Met betrekking tot de door dergelijke personen aan een advocaat verleende machtiging bepaalt artikel 51, lid 3, van het Reglement voor procesvoering van het Gerecht dat de advocaten zijn gehouden om, wanneer zij een privaatrechtelijke rechtspersoon vertegenwoordigen, ter griffie een door deze rechtspersoon verleende machtiging neer te leggen. Anders dan in de voor 1 juli 2015 geldende versie van dit Reglement is een dergelijke rechtspersoon volgens deze bepaling niet verplicht om te bewijzen dat de aan haar advocaat verstrekte machtiging op regelmatige wijze is afgegeven door een daartoe gerechtigde vertegenwoordiger.

→ **Gegeven opdracht A**
Neem uit de tekst over de machtiging van advocaten letterlijk het stuk over dat loopt van "Met betrekking tot" tot en met "daartoe gerechtigde vertegenwoordiger.".
→ **Gegeven opdracht B**
Schrijf een vervolg op de tekst over de machtiging van advocaten dat direct aansluit op de laatste zin.

→ **Rijen**
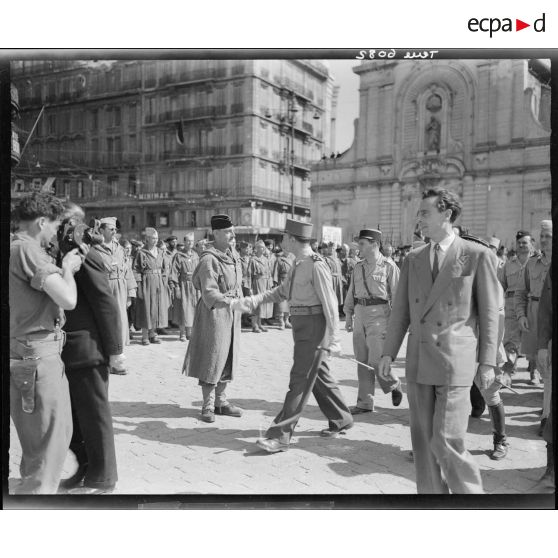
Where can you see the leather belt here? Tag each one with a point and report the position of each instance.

---

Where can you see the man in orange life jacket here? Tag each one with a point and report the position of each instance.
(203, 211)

→ **Antwoord A**
Met betrekking tot de door dergelijke personen aan een advocaat verleende machtiging bepaalt artikel 51, lid 3, van het Reglement voor procesvoering van het Gerecht dat de advocaten zijn gehouden om, wanneer zij een privaatrechtelijke rechtspersoon vertegenwoordigen, ter griffie een door deze rechtspersoon verleende machtiging neer te leggen. Anders dan in de voor 1 juli 2015 geldende versie van dit Reglement is een dergelijke rechtspersoon volgens deze bepaling niet verplicht om te bewijzen dat de aan haar advocaat verstrekte machtiging op regelmatige wijze is afgegeven door een daartoe gerechtigde vertegenwoordiger.

→ **Antwoord B**
36

Het Hof heeft reeds geoordeeld dat de omstandigheid dat dit artikel 51, lid 3, niet in deze verplichting voorziet, het Gerecht evenwel niet ervan ontslaat om in geval van betwisting te toetsen of de betreffende machtiging rechtmatig is. Het feit dat een verzoeker dit bewijs bij de neerlegging van zijn beroep niet hoeft aan te leveren, heeft namelijk geen gevolgen voor de verplichting van deze verzoeker om zijn advocaat op regelmatige wijze te machtigen opdat hij in rechte kan optreden. De versoepeling van de bewijsvereisten die gelden op het moment waarop een beroep wordt ingesteld, heeft geen invloed op het materiële vereiste dat verzoekende partijen naar behoren moeten worden vertegenwoordigd door een advocaat. In geval van betwisting van de rechtmatigheid van de machtiging die een partij haar advocaat heeft verstrekt, moet deze partij dus de rechtmatigheid van deze machtiging aantonen (arrest van 21 september 2023, China Chamber of Commerce for Import and Export of Machinery and Electronic Products e.a./Commissie, C‑478/21 P, EU:C:2023:685, punt 93 en aldaar aangehaalde rechtspraak).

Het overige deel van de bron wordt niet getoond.